**QUÉ HACER**.
A – Según el texto sobre «Sangre y arena», ¿con quién estaba casado el matador valenciano Fabrilo?
B – Retoma el texto sobre «Sangre y arena» y continúalo a partir de su última línea.

**TEXTO PROPORCIONADO**.
Blasco escribe “Sangre y arena” después de una visita a Sevilla, donde ha ido con el propósito de empaparse del ambiente taurino que Valencia y Madrid no tenían (Allá en Andalucía era Gallardo el héroe, producto espontáneo de un país de ganaderías..., El torero estaba [en Madrid], para doña Sol, fuera de su marco. “Sangre y arena”, cap. 8) y en el que quiere enmarcar su relato.
 
Personajes principales del relato:
Juan Gallardo: El protagonista. Matador de toros sevillano. De origen humilde, poco conocedor del arte. Tremendista.
Doña Sol: Aristócrata. Viuda de un embajador y sobrina del marqués de Moraima. Mujer de mundo, caprichosa y voluble. Enamora al torero y lo conduce indirectamente al desastre. Un auténtico esprit fort.
Carmen: De origen humilde. La fiel y abnegada esposa del torero.
Personajes secundarios:
“Plumitas”: Bandido lanzado al monte por defender sus derechos como trabajador. Desmitificación del bandolero romántico tan caro a ciertos autores extranjeros.
“Nacional”: Peón de confianza de Gallardo. Jornalero del toreo. Republicano federal. El envés de Gallardo.
Dr. Ruiz: Cirujano jefe de la plaza de Madrid. Gran aficionado y alter ego republicano del autor.
Volviendo a Fabrilo, y sin entrar en excesivos pormenores, diremos que el matador valenciano, casado con Pilar Teruel, no fue precisamente un modelo de fidelidad conyugal – claro que, tampoco se esperaba otra cosa de un torero - , siendo la comidilla de toda Valencia sus amoríos con una jovencísima aristócrata, Constantina de la Figuera y de la Cerda, hija del gran aficionado valenciano y ganadero de bravo, D. José de la Figuera y de Pedro, marqués de Fuente el Sol.
La noticia corre como la pólvora por aquella Valencia antañona y provinciana, cantando pronto los ciegos coplas como esta:

Dicen que dice la gente.
Dicen que dice el silencio...
Dicen de amores y amores
De una bella y un torero.

Al mozo la deslumbra
El sol con sus cien reflejos,
Que otro sol lleva escondido
En el fondo de su pecho...

**REGISTROS DE DATOS**.
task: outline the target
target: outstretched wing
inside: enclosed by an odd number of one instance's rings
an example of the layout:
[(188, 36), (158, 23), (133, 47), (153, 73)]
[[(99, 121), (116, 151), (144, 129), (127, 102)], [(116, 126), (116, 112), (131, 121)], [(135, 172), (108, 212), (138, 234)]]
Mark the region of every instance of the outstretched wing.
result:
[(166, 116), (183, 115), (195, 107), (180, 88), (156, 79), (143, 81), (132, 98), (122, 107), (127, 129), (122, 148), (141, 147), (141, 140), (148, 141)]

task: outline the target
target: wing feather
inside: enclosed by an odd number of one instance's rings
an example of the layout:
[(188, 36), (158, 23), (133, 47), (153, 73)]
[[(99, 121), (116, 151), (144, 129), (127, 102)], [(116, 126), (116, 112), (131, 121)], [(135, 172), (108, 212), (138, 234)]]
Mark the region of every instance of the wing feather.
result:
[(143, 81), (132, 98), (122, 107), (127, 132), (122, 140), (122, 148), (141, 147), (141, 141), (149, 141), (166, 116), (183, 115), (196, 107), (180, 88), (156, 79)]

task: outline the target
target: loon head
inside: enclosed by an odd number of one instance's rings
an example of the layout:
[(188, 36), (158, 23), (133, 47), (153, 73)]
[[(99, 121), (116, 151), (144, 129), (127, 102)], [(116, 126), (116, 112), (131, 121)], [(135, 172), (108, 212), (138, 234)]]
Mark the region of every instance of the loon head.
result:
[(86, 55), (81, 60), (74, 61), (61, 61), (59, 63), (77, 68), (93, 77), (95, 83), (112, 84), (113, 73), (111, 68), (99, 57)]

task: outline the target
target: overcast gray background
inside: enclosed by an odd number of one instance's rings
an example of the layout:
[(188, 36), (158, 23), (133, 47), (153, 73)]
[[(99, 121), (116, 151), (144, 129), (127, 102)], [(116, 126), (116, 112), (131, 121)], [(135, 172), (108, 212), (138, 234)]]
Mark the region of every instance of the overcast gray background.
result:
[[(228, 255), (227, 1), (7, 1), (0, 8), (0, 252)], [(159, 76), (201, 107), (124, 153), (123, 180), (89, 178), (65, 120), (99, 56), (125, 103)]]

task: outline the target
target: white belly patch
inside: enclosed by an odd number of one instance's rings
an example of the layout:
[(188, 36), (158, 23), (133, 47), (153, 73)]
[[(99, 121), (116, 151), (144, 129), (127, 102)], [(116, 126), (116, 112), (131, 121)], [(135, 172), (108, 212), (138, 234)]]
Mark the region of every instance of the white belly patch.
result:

---

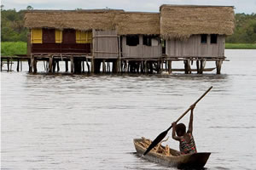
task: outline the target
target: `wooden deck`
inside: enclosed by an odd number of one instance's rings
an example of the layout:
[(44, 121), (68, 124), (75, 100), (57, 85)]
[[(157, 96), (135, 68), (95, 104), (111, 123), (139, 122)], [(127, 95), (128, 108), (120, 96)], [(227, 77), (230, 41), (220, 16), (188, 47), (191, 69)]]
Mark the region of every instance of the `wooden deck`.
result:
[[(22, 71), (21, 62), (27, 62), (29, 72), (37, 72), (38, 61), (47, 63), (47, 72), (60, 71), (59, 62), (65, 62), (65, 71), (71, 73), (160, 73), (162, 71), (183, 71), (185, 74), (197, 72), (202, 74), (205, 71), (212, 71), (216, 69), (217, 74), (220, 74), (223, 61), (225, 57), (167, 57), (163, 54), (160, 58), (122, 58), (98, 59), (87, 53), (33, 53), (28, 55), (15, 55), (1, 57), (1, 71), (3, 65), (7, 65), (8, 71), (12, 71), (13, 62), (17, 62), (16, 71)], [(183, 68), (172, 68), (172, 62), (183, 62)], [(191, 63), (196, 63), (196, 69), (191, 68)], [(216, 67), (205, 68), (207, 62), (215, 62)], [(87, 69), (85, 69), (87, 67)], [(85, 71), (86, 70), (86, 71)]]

---

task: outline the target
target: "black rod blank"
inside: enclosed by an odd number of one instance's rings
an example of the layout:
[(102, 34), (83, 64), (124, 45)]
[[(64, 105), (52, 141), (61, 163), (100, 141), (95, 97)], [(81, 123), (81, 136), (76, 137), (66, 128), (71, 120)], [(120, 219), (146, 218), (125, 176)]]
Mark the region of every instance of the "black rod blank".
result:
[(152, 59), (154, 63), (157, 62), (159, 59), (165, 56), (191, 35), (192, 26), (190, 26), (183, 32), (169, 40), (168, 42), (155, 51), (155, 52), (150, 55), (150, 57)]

**RESPUESTAS POR TAREA**.
A – Con Pilar Teruel.

B –
El inicial devaneo fue tomando cuerpo, algo que les costó muy caro  a ambos amantes, pues a la enamoradiza damita su familia la desheredó y repudió, enviándola al extranjero y prohibiéndose incluso hablar de ella.
Voceando ahora los ciegos:

Pero su sol se ha ocultado...  
¡Fabrilo viste de negro!
Ya no le dicen adiós
Al pasar con el pañuelo...

El “sol” de Fabrilo, la doña Sol de Gallardo... una es hija de un marqués, ganadero por más señas, la otra, sobrina de idéntico título, ganadero también... ¿mera coincidencia...?
Si a doña Constantina aquel amor le costó la ruina y la muerte civil con respecto a su familia, el precio que tuvo que pagar Julio fue el máximo que se puede pagar: la vida, pues habiendo tomado partido el público valenciano por su abandonada esposa, no le pasaba ni una, tanto al hombre como al torero, obligándole a exponer más de lo razonable cuantas veces pisaba la arena.
Esto ocurrió en la plaza de Valencia en grado superlativo aquella infausta tarde de un ya muy lejano mayo de 1897. Julio Aparici Fabrilo sucumbió ante Lengüeto con los palos en la mano, banderilleando, suerte en la que era un consumado maestro.
En la plaza de Madrid Manuel García Espartero cayó matando al miureño Perdigón en otra aciaga tarde de un aún más lejano mayo, pues fue en 1894. Curiosamente ambos fueron cogidos un 27 de mayo… ¿mera coincidencia…?

Dos héroes del pueblo cuya sangre empapada por la arena caliente de un coso taurino amalgamó Blasco Ibáñez, modelando con sus vigorosas manos ese inmortal monumento literario que es “Sangre y arena”.
En esta obra, el autor hace gala de un buen conocimiento de la historia y características de la tauromaquia, citando a célebres picadores de medio siglo atrás, poniendo de manifiesto que no sólo ha frecuentado tertulias de aficionados, sino que ha leído crónicas antiguas así como cuantos libros que sobre la historia del toreo se habían publicado hasta el momento, lo cual demuestra que no es una españolada para la exportación, como alguno de sus detractores aseveró, sino una obra dispuesta para satisfacer también al aficionado bien documentado.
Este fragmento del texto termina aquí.